Stated goal:
Reproduce the listing from its first line through the line containing "Return the outline of every instance of the blurred", both lines included, with every character unchanged.

Raw records:
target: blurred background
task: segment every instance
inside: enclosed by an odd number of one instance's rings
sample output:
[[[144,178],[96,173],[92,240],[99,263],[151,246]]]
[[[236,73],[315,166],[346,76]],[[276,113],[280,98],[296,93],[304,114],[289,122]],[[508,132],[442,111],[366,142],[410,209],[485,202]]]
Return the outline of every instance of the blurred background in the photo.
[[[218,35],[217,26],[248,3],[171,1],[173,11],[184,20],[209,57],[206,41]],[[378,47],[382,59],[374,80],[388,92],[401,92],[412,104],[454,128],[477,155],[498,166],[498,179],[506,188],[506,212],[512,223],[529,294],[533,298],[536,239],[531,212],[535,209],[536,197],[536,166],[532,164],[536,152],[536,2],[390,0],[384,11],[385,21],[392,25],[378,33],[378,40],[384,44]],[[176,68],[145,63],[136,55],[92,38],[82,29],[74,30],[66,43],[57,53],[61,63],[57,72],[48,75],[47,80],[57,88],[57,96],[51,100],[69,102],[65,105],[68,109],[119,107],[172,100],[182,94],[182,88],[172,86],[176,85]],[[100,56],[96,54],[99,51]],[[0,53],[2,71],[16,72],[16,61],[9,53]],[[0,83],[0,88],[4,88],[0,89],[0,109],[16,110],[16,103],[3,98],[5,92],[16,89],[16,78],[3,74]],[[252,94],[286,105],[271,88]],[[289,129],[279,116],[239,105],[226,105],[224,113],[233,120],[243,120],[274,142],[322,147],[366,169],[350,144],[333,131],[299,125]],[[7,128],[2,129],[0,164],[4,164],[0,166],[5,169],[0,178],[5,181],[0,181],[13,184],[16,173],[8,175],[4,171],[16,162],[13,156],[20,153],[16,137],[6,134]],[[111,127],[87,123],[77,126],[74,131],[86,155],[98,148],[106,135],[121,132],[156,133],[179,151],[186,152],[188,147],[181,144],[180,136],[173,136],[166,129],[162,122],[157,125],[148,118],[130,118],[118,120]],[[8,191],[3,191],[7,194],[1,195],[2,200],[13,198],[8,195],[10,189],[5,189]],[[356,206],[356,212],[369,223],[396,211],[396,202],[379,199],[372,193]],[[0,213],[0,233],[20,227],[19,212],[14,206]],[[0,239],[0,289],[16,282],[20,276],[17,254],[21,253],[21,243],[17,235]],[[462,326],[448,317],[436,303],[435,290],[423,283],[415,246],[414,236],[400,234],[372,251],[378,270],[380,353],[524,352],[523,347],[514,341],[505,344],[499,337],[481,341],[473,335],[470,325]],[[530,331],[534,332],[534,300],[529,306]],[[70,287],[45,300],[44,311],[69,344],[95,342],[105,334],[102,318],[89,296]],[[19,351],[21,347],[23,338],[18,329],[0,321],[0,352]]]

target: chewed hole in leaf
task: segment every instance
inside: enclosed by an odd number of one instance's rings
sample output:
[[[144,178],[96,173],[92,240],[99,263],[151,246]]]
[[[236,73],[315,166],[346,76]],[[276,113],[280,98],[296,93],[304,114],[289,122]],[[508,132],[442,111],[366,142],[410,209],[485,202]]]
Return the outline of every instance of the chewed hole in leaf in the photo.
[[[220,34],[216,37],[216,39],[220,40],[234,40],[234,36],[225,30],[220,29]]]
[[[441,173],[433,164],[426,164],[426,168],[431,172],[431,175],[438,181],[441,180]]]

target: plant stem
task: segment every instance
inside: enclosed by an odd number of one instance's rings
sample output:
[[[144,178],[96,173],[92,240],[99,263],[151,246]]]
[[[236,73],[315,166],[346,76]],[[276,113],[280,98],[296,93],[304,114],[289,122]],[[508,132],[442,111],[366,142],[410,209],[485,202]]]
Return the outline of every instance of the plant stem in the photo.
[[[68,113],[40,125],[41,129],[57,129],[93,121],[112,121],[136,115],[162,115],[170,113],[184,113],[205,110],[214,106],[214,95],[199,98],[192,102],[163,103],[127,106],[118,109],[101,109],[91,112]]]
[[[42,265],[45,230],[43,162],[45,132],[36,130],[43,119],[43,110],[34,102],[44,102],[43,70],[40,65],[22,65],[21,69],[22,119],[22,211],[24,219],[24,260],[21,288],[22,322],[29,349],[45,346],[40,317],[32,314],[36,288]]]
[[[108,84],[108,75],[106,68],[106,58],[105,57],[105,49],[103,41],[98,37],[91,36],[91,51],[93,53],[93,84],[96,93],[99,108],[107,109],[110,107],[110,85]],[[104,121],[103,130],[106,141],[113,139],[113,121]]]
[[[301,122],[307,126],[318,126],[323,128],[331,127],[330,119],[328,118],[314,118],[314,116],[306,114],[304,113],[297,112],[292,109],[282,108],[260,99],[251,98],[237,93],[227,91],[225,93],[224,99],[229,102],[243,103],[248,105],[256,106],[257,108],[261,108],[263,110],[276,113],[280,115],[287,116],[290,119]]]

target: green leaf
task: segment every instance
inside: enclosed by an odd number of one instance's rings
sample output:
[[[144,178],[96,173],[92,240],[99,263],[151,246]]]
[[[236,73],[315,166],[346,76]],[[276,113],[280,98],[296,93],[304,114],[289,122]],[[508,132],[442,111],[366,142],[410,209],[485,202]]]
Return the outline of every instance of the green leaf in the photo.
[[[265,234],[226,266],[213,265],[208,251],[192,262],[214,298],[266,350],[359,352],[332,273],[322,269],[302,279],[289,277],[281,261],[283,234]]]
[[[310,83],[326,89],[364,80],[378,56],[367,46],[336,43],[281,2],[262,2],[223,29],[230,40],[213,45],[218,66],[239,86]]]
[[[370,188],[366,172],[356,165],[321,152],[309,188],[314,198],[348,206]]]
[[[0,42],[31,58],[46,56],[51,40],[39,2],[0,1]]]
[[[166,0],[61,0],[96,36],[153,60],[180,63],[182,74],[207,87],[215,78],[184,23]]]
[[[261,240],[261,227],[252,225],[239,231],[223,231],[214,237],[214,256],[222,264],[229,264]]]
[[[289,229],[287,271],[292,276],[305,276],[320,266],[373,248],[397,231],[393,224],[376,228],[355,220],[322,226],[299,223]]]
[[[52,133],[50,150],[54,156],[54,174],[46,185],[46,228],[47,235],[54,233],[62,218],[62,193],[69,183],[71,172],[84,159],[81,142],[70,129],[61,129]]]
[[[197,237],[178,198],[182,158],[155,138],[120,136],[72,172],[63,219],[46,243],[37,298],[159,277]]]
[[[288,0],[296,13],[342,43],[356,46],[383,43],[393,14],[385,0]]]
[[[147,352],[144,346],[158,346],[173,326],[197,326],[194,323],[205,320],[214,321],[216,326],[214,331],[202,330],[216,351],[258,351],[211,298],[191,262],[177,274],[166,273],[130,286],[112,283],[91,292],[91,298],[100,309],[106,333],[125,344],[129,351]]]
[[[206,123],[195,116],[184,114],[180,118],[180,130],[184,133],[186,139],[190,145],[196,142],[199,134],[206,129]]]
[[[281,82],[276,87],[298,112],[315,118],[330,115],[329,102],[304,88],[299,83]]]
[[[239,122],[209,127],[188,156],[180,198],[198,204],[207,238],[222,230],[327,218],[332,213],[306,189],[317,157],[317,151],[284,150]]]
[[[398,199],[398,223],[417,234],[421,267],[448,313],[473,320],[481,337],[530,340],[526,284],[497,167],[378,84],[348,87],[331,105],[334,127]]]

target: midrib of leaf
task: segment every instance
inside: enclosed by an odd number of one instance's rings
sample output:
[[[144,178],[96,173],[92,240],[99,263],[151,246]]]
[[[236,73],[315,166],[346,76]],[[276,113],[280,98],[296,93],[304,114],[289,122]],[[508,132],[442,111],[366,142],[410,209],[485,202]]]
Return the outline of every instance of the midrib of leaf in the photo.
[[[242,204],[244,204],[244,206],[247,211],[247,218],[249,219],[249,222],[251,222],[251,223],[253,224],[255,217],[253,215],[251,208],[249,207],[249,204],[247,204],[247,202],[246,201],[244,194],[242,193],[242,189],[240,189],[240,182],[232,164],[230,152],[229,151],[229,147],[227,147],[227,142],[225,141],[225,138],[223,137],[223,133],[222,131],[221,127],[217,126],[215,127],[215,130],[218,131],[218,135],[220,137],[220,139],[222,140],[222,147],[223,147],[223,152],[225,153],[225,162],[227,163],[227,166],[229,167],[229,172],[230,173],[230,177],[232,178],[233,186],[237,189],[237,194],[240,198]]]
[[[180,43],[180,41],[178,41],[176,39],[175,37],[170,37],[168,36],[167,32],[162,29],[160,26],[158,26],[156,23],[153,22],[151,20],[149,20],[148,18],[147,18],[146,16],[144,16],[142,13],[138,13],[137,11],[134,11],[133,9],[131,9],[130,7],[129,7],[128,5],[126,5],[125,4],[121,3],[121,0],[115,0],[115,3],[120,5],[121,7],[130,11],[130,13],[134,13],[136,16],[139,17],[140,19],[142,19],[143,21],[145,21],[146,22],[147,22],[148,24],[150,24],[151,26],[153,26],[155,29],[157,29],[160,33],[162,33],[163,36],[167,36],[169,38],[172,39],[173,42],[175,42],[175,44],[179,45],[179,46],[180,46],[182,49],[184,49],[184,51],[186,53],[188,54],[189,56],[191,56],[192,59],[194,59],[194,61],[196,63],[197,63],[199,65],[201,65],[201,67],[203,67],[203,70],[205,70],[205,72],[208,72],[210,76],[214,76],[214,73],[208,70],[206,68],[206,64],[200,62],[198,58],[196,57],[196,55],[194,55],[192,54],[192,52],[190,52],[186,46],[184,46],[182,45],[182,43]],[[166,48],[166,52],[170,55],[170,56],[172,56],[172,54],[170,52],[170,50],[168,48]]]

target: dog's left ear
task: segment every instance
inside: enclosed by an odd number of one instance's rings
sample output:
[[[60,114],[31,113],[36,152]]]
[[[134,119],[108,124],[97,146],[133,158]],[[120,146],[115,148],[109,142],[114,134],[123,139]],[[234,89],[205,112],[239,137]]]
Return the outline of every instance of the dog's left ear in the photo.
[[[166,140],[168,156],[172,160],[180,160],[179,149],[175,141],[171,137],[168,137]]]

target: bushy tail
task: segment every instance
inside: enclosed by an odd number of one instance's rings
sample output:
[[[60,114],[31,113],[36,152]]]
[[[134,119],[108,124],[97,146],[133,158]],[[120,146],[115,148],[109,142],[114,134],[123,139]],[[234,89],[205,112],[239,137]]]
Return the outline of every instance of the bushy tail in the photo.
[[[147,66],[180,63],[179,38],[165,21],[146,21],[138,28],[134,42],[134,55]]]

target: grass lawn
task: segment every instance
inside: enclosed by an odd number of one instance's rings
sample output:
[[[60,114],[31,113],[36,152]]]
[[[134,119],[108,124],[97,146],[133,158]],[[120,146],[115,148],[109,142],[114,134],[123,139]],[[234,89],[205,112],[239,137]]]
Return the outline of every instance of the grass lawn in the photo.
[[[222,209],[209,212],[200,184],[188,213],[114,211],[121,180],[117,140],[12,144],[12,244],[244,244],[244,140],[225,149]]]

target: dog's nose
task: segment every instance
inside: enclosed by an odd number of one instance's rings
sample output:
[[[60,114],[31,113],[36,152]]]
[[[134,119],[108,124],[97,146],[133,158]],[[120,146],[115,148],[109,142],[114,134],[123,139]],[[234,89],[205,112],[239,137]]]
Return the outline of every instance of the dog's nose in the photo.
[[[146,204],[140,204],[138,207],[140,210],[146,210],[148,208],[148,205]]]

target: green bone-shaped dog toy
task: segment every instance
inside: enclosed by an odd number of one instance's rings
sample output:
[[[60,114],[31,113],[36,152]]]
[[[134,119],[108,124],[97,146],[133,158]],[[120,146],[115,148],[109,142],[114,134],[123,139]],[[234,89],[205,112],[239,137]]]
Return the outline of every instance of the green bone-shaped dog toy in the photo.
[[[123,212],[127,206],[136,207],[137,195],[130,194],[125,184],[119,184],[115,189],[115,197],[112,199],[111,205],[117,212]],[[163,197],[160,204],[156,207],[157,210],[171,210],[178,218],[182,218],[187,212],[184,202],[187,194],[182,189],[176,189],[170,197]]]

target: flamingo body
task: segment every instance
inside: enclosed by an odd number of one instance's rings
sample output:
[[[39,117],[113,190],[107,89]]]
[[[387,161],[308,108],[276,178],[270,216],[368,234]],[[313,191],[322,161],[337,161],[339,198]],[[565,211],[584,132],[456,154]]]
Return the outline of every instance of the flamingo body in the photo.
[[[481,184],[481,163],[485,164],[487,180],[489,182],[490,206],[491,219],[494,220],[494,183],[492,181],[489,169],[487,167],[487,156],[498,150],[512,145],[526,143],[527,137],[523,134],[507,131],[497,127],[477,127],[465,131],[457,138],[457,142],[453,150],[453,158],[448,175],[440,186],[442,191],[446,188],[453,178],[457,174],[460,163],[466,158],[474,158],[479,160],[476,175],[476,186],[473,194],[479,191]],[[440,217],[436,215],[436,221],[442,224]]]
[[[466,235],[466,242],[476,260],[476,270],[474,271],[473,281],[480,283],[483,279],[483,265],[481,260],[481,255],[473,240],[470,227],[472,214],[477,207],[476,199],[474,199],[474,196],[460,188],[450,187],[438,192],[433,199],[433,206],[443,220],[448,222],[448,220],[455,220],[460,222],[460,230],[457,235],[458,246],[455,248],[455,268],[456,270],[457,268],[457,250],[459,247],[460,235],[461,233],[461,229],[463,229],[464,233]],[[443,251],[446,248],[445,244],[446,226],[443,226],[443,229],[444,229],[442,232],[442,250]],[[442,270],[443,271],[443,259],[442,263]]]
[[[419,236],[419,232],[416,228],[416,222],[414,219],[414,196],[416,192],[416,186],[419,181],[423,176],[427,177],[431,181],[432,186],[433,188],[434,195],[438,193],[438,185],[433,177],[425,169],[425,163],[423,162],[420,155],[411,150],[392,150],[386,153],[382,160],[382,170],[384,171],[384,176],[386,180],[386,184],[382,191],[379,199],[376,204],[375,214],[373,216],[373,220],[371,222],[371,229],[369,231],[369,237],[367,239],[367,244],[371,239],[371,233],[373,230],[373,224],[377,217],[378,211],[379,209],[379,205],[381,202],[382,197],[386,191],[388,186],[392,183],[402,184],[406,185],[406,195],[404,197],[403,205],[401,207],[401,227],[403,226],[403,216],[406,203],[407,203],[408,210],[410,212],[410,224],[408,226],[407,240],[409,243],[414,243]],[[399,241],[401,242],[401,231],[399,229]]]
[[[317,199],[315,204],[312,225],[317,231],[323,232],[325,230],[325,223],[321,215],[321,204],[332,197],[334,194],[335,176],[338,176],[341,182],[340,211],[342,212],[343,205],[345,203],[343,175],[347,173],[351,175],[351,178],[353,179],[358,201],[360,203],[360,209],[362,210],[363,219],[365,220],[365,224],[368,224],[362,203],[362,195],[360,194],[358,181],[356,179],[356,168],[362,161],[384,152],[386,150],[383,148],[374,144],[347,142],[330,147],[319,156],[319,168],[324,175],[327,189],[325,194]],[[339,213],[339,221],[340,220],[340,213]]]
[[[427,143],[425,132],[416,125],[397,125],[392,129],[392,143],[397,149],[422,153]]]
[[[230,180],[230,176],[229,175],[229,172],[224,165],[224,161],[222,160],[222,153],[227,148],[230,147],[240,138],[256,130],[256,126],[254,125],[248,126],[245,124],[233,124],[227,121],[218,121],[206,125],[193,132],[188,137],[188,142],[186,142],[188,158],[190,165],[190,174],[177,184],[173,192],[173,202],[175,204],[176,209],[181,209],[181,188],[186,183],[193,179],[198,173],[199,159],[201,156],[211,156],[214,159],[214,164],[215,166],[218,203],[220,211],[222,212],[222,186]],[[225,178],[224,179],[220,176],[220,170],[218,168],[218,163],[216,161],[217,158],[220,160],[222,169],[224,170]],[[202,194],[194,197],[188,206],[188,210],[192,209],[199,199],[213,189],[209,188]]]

Correct answer:
target: blurred background
task: segment every instance
inside: enclosed by an odd number of one instance's rings
sample output:
[[[144,178],[96,173],[92,240],[99,263],[151,246]]]
[[[236,73],[315,166],[346,76]],[[276,113],[280,98],[296,93],[304,114],[289,122]],[[508,132],[442,111],[366,142],[410,209],[485,202]]]
Return the outline of every instance of the blurred background in the photo.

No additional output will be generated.